Instructions for the task
Rewrite all of the lines below with every occurrence of "pixel-space" swapped for "image-space" and nothing else changed. Omit the pictures from your answer.

= = =

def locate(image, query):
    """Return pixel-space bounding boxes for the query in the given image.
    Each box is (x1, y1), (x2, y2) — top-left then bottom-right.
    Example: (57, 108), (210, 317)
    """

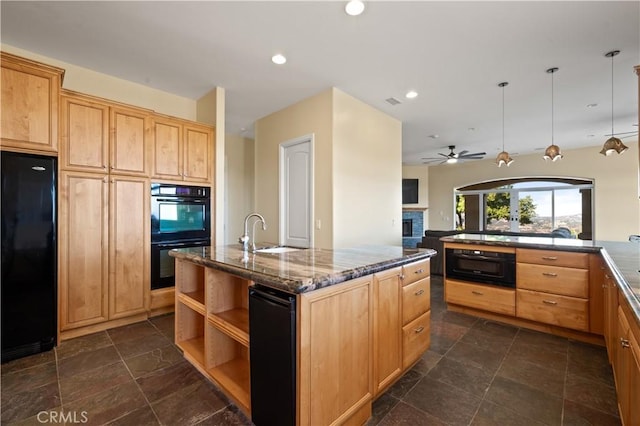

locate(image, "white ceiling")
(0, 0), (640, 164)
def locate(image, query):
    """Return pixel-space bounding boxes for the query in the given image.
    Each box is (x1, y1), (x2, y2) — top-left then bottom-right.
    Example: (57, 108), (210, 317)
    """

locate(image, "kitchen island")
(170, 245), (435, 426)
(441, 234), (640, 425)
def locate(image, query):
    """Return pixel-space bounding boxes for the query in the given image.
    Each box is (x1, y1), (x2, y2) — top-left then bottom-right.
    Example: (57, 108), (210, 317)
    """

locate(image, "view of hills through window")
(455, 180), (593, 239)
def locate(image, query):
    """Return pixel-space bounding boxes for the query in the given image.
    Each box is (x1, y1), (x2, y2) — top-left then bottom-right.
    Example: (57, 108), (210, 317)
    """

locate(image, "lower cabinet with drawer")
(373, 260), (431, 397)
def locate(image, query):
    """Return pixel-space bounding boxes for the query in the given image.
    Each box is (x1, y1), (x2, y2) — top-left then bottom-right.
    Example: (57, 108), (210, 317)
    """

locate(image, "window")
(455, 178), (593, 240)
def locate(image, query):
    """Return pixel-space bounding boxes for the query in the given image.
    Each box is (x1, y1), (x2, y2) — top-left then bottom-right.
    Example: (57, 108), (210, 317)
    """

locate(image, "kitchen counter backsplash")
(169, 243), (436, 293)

= = =

Finished answer
def locate(image, query):
    """Return image-space bounding boxes for the query in the given image.
    Each box is (x1, y1), (x2, y2) — top-left then bottom-right.
    Example: (57, 108), (210, 317)
    """


locate(image, "white ceiling")
(0, 0), (640, 164)
def locate(image, query):
    """Return image-space bounding boxes for the query in the given image.
    Each box is (x1, y1), (x2, y2) — top-left then bottom-right.
    Example: (57, 108), (210, 317)
    """

locate(image, "kitchen island")
(170, 245), (435, 426)
(441, 234), (640, 425)
def locate(image, query):
    """Return image-space bounding boxes for the query in the given image.
    Each box is (x1, y1), (x2, y2) — top-left then bottom-right.
    Example: (57, 108), (210, 317)
    """

locate(image, "view of hills through window")
(455, 180), (593, 239)
def locate(image, query):
    """Return image-space bounding boxes for the query in the given image.
    Each box is (x1, y1), (x2, y2) — top-left then bottom-right.
    Example: (57, 108), (210, 317)
    """

locate(image, "lower cabinet with drawer")
(373, 260), (431, 397)
def locate(image, query):
    """Return image-space bounding boxes for the query in the given image.
    Each box is (x1, y1), (x2, y2) — top-left then bottom-right.
    Example: (57, 108), (210, 317)
    """

locate(image, "window")
(455, 178), (593, 240)
def locate(image, query):
    """Return image-space bounding boxes for the query in the given image.
    Each box is (x1, y1), (x2, y2) — top-left then bottom-right.
    Example: (57, 108), (210, 317)
    """

locate(image, "kitchen counter backsplash")
(169, 243), (436, 293)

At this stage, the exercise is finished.